▸ Directions for this task: Extract each line of the data below that contains the string "What" and reproduce it in full.

▸ Data in this exercise:

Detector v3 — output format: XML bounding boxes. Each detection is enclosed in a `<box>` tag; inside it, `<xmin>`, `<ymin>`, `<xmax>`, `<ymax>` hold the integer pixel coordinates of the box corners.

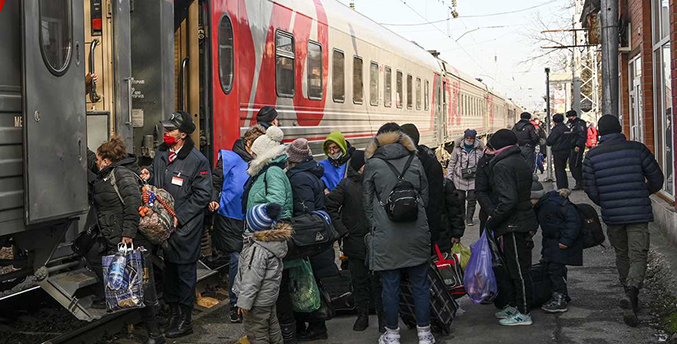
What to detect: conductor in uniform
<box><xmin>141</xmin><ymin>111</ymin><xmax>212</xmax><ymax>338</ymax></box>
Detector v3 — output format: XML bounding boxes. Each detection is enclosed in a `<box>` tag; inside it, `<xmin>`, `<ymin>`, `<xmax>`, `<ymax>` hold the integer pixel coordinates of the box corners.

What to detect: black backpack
* * *
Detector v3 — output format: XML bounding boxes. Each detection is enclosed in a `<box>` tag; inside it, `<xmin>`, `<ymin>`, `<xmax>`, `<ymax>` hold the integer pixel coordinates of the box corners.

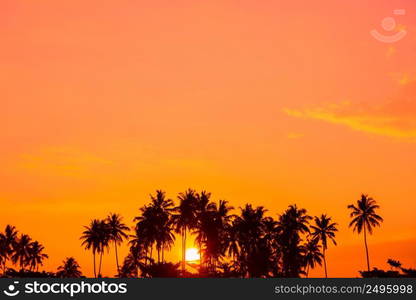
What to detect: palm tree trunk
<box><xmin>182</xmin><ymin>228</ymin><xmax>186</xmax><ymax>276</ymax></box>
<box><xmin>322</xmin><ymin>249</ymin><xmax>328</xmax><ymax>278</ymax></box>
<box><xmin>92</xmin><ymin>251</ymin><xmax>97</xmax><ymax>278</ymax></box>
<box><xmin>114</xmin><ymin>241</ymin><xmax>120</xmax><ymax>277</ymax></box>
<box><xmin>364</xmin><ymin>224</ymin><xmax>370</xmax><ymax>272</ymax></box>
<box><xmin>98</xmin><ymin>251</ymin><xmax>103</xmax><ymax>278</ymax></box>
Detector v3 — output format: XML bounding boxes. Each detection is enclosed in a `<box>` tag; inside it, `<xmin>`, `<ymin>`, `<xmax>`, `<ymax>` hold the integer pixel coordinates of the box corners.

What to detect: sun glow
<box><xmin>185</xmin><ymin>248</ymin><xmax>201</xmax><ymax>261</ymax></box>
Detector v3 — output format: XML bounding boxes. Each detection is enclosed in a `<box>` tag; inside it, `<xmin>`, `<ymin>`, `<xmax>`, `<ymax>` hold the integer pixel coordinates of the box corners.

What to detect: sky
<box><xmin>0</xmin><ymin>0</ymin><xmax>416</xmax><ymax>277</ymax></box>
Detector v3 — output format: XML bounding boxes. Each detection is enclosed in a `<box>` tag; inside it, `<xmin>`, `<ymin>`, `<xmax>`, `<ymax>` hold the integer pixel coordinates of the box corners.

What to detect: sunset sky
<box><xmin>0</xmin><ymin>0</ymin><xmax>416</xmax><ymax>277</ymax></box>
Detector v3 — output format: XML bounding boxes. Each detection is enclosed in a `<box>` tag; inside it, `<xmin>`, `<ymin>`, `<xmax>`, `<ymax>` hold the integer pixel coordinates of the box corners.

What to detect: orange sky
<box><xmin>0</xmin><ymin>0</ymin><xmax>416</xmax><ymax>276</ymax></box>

▸ Final result:
What to detect: conductor in uniform
What to detect: black backpack
What to detect: palm tree trunk
What to detect: sun glow
What to detect: sky
What to detect: sunset sky
What to detect: orange sky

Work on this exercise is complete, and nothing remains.